**INSTRUCTION**
Output the lines of the material below, starting with the line that contains "Sports-analytics tagging: mark the stadium" and continuing through the end of the material, reproducing each line unchanged.

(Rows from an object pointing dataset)
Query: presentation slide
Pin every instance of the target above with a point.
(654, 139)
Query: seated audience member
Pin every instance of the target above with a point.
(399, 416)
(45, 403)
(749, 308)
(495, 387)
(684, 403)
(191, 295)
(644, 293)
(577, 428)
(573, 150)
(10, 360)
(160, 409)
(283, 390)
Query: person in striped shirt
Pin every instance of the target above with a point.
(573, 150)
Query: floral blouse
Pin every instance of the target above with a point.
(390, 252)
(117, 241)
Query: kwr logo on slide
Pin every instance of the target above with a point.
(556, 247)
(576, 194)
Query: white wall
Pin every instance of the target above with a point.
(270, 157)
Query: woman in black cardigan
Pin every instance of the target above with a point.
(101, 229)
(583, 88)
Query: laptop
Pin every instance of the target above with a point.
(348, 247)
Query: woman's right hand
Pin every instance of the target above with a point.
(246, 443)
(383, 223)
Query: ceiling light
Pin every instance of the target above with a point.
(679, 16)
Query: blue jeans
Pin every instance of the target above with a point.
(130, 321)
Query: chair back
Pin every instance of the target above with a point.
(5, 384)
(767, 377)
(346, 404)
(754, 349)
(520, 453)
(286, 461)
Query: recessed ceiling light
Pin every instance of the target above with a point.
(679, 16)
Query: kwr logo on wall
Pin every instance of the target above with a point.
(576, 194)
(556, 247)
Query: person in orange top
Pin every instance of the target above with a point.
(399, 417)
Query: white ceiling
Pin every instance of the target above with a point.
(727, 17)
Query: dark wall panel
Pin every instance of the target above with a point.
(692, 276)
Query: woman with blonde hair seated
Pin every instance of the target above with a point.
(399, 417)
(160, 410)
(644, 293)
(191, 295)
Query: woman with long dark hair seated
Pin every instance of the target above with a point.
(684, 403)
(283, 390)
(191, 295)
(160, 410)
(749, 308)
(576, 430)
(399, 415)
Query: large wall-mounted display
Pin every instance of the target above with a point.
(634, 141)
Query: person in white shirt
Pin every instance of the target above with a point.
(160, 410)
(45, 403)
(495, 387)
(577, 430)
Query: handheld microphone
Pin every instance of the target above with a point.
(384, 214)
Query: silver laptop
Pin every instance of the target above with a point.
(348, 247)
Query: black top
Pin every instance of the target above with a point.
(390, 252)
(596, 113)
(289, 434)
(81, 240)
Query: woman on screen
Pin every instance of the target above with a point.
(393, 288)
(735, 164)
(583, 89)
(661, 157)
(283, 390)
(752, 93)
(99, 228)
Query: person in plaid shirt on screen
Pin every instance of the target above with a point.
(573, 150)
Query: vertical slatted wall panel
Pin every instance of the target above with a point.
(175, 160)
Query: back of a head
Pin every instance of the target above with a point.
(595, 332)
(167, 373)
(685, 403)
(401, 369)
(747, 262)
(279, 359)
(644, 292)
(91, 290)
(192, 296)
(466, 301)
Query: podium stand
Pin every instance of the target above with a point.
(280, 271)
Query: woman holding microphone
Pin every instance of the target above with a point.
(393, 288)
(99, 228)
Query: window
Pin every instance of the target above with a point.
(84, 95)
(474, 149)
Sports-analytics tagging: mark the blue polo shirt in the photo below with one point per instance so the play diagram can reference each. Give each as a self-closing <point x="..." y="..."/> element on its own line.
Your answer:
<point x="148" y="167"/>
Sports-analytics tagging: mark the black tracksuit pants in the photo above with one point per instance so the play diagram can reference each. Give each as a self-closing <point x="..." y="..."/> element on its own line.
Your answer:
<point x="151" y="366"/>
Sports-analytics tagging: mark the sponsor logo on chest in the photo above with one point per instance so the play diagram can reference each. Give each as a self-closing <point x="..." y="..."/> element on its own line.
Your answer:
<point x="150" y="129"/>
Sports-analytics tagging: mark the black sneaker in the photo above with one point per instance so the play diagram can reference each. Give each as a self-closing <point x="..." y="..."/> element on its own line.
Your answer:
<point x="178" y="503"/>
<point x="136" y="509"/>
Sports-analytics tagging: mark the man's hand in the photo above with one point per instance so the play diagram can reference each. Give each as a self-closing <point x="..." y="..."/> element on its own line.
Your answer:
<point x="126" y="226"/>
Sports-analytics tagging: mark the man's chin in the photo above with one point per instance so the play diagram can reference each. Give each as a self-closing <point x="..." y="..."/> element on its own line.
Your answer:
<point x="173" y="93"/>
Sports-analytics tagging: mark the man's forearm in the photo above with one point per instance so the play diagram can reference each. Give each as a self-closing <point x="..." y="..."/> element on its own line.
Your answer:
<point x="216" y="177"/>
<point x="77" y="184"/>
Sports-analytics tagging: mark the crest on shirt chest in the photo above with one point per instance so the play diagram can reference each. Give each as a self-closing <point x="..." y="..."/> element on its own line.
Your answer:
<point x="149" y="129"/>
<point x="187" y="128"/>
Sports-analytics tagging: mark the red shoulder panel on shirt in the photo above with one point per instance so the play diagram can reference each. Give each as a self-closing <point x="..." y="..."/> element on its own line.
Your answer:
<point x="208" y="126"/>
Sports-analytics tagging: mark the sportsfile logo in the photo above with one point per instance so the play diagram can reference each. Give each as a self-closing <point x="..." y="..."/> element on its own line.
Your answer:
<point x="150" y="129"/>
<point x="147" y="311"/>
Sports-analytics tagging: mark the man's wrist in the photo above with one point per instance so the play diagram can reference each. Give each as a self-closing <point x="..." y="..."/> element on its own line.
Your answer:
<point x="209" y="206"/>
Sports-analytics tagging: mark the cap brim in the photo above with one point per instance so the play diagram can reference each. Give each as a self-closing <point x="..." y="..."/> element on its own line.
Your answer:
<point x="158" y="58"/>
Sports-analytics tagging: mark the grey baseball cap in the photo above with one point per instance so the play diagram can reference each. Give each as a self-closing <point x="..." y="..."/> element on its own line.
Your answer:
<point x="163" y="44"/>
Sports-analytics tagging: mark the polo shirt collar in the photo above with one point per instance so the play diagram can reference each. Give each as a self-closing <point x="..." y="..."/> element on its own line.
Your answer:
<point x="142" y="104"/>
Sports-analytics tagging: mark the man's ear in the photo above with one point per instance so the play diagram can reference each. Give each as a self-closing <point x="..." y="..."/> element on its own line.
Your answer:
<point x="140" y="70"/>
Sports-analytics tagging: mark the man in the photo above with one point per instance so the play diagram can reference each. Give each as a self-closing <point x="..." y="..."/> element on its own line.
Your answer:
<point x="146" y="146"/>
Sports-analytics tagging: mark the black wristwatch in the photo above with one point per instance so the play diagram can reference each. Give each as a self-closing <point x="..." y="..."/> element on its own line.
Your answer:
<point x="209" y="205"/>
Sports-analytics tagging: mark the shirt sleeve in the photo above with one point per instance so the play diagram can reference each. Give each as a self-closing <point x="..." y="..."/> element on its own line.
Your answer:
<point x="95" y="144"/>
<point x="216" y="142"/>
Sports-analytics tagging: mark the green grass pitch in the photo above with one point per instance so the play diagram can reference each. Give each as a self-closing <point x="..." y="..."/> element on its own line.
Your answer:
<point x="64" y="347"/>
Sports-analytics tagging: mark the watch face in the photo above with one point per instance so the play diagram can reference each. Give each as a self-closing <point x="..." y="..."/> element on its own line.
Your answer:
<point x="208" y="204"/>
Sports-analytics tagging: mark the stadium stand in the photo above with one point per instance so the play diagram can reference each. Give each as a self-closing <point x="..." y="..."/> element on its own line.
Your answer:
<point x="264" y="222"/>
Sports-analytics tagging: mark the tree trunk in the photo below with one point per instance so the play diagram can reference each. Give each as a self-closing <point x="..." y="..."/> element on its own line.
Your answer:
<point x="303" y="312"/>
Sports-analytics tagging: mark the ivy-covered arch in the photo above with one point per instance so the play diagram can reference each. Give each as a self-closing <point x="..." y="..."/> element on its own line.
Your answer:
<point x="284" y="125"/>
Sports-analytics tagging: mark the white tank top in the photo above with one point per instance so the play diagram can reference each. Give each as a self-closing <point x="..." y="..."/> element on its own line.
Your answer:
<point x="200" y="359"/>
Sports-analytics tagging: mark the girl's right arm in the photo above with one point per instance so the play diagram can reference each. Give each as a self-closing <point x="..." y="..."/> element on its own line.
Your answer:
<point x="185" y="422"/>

**OUTPUT OF THE TASK**
Sports-analytics tagging: mark the stadium stand in the photo above with one point per instance so the play diagram can reference each. Give each as a self-closing <point x="..." y="..."/> element on its own line.
Your answer:
<point x="264" y="222"/>
Sports-analytics tagging: mark the tree trunk in the photo below with one point per instance so the play diagram can reference each. Give each as a self-closing <point x="..." y="..."/> element on its own line.
Your answer:
<point x="303" y="312"/>
Sports-analytics tagging: mark the ivy-covered arch in the photo above with one point per instance so the play diagram can reference each. Give each as a self-closing <point x="..." y="..."/> element on its own line.
Your answer:
<point x="284" y="125"/>
Sports-analytics tagging: mark the white tank top in the photo above with one point per instance so the play diagram can reference each. Give each as a self-closing <point x="..." y="..."/> element on its own line.
Your answer:
<point x="200" y="359"/>
Sports-analytics tagging: mark the girl's right arm in the photo above with one point per instance so the play diagram can reference each. Give each as a self-closing <point x="..." y="..."/> element on its own line.
Your answer:
<point x="185" y="422"/>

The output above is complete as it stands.